_Work to complete_
Starting at the first line of the entries and stopping after the line that has "[202,728,295,756]", reproduce every line in that span, offsetting each bounding-box coordinate in the answers by 33. Leave out the picture markers.
[start Data to use]
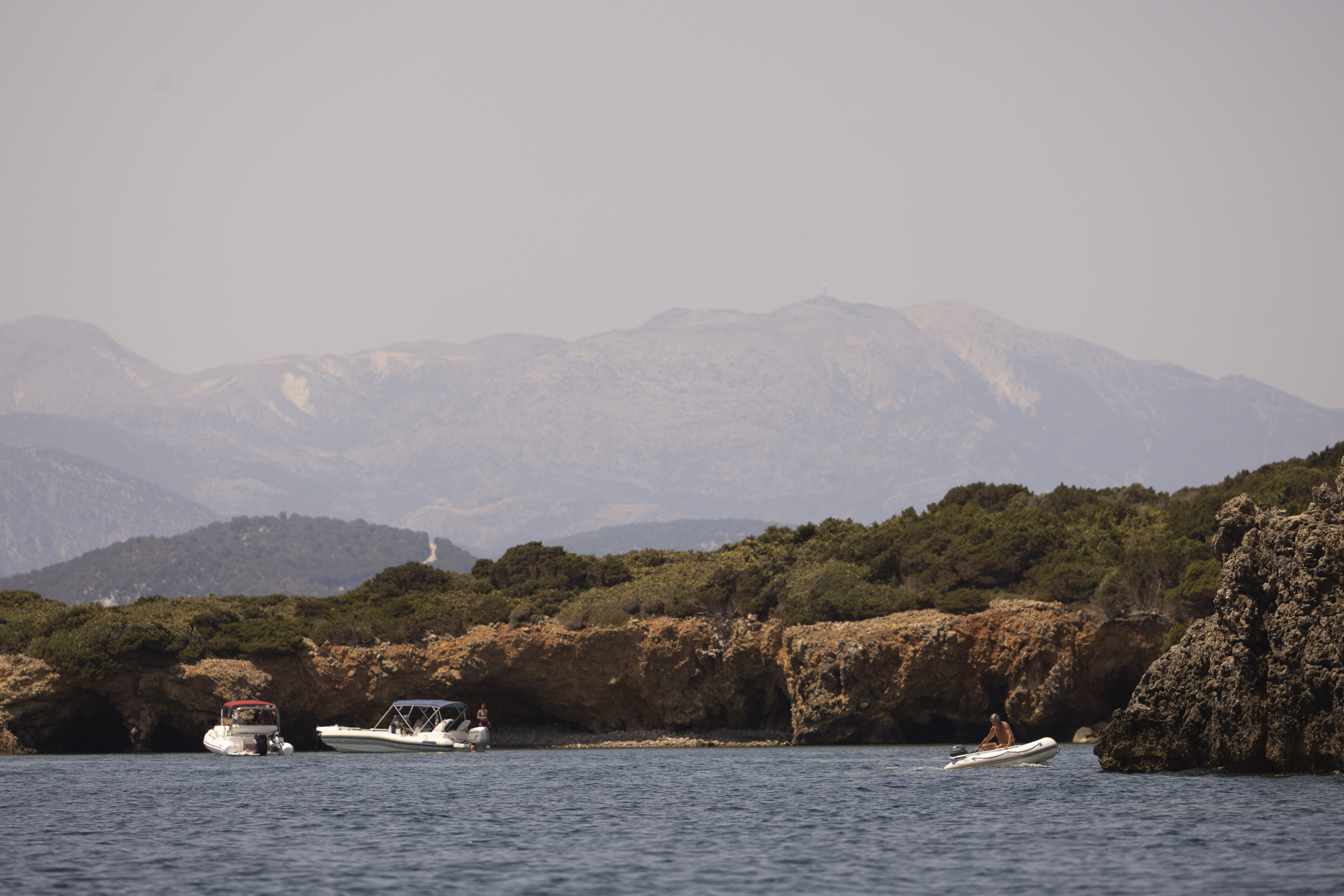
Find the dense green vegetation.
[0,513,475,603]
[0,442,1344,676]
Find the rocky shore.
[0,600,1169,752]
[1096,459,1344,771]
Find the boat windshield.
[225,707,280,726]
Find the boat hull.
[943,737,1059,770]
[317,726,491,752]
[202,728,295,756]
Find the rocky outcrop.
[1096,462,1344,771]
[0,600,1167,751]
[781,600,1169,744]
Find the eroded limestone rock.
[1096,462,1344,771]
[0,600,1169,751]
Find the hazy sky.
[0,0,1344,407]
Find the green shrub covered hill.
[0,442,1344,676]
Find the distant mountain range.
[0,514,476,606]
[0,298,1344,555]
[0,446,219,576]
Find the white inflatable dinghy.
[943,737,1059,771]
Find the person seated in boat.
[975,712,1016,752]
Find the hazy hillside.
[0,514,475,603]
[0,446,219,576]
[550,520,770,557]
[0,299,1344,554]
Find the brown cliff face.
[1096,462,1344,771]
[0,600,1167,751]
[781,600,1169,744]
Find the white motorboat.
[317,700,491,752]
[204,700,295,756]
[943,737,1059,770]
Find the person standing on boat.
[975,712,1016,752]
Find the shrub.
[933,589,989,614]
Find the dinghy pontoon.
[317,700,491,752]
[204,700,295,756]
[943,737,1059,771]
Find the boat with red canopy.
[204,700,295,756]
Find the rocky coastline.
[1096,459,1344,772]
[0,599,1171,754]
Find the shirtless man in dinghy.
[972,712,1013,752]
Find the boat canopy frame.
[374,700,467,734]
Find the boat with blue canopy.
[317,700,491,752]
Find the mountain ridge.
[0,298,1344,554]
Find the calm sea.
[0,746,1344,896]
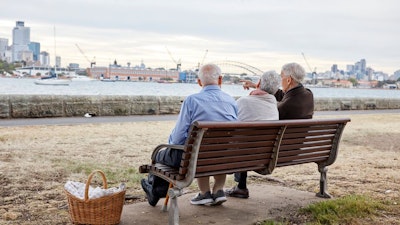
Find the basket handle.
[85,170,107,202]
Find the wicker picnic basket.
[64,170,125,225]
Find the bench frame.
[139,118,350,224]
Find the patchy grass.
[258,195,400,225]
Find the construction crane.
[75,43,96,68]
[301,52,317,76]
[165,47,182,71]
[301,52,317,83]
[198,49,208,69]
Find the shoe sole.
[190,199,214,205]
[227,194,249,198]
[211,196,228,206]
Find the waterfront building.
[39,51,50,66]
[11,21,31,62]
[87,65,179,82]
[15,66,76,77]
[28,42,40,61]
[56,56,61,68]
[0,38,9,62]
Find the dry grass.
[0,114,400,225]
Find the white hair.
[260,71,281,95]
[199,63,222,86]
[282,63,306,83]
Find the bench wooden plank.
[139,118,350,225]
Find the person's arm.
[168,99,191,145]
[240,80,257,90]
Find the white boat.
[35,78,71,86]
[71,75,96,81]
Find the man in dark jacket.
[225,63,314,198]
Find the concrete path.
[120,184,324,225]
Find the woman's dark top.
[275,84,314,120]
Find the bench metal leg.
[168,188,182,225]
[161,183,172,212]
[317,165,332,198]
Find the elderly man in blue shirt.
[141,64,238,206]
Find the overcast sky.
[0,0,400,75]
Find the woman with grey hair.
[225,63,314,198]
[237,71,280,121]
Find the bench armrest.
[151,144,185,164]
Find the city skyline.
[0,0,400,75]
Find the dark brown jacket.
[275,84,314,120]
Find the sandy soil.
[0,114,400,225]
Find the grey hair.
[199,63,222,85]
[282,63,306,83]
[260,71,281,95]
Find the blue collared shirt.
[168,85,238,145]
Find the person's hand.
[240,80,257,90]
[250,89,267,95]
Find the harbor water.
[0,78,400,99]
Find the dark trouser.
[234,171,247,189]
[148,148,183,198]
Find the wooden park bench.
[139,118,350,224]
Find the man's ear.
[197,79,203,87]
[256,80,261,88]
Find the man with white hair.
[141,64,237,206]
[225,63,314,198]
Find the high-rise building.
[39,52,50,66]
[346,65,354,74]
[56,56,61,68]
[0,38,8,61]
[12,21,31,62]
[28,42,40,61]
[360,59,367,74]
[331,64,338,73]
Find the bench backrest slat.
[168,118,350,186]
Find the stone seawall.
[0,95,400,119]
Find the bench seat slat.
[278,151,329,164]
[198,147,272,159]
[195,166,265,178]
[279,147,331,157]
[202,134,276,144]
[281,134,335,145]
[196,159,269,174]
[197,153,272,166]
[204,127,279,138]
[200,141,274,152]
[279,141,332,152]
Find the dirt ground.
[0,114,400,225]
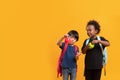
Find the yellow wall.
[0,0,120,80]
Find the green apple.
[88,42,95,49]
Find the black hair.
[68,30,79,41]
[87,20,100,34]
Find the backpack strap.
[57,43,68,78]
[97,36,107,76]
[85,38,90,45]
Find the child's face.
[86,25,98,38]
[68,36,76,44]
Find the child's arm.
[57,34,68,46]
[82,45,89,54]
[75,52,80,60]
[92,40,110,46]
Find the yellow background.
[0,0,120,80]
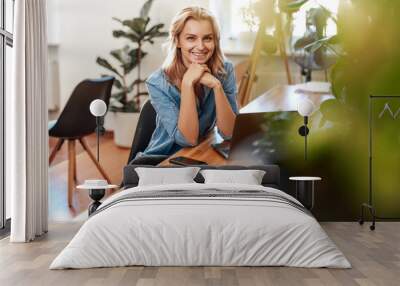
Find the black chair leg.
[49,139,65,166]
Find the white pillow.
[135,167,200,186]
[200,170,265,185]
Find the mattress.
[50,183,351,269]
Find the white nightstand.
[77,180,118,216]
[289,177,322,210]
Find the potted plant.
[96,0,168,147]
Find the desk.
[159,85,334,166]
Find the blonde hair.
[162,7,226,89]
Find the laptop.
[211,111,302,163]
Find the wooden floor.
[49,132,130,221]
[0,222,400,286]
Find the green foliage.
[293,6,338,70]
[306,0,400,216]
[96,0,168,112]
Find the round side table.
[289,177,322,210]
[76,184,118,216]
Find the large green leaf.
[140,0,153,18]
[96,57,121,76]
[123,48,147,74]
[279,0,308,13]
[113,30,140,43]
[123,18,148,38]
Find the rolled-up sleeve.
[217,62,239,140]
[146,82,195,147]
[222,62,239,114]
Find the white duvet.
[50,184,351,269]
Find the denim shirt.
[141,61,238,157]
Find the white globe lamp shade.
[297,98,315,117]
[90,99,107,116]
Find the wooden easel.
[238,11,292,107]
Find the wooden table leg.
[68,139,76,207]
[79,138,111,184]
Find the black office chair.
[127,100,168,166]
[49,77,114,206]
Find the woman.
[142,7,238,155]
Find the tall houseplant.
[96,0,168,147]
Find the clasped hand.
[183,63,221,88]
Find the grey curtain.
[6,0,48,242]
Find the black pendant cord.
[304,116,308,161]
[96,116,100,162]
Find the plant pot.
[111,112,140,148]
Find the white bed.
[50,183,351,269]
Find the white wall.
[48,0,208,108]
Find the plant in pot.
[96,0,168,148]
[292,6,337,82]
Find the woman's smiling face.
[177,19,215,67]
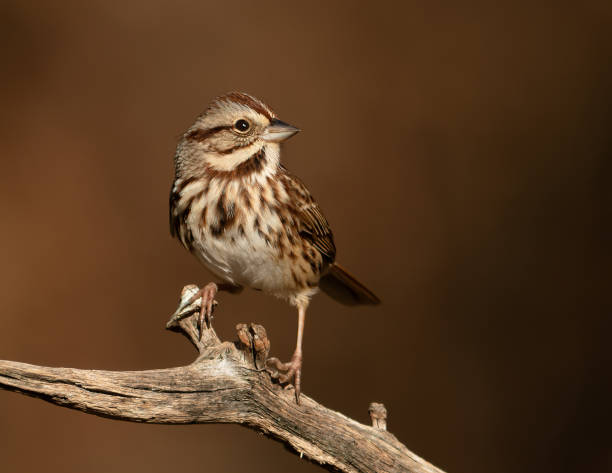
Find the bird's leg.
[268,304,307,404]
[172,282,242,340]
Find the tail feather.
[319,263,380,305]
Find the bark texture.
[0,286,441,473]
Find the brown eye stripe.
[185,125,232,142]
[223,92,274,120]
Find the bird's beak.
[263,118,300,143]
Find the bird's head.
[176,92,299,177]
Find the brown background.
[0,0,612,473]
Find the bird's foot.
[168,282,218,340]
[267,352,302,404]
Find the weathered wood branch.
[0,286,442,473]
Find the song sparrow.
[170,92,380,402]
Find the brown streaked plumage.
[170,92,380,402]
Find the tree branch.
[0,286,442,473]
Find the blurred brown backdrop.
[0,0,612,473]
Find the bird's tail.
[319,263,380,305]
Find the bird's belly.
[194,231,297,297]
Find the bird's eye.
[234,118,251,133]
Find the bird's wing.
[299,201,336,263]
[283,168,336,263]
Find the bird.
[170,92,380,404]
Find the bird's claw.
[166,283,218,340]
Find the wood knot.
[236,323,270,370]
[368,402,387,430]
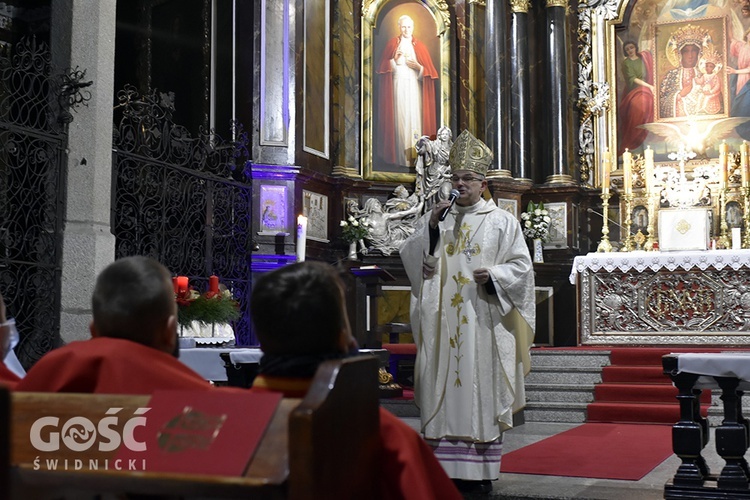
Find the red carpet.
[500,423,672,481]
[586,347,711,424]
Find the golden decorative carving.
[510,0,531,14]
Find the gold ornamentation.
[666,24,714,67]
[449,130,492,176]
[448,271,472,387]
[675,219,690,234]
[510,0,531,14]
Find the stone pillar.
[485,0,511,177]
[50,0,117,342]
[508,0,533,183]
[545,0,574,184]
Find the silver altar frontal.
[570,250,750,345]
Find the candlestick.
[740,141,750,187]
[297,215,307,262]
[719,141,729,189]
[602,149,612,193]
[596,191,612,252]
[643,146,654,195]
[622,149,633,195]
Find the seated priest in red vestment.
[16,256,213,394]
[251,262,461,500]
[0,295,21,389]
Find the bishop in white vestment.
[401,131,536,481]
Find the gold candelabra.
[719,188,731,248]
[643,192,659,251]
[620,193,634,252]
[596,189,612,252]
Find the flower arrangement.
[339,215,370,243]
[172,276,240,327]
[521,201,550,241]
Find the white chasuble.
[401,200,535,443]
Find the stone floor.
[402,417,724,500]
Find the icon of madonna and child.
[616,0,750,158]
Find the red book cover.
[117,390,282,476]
[end Data to use]
_Written solution_
Find the dense green vegetation.
[33,546,508,636]
[33,475,1377,709]
Find the rocky shore.
[33,633,1202,785]
[1129,492,1377,804]
Find the boat windshield.
[258,740,313,759]
Find the boat hull.
[976,770,1092,803]
[350,759,524,785]
[235,761,328,789]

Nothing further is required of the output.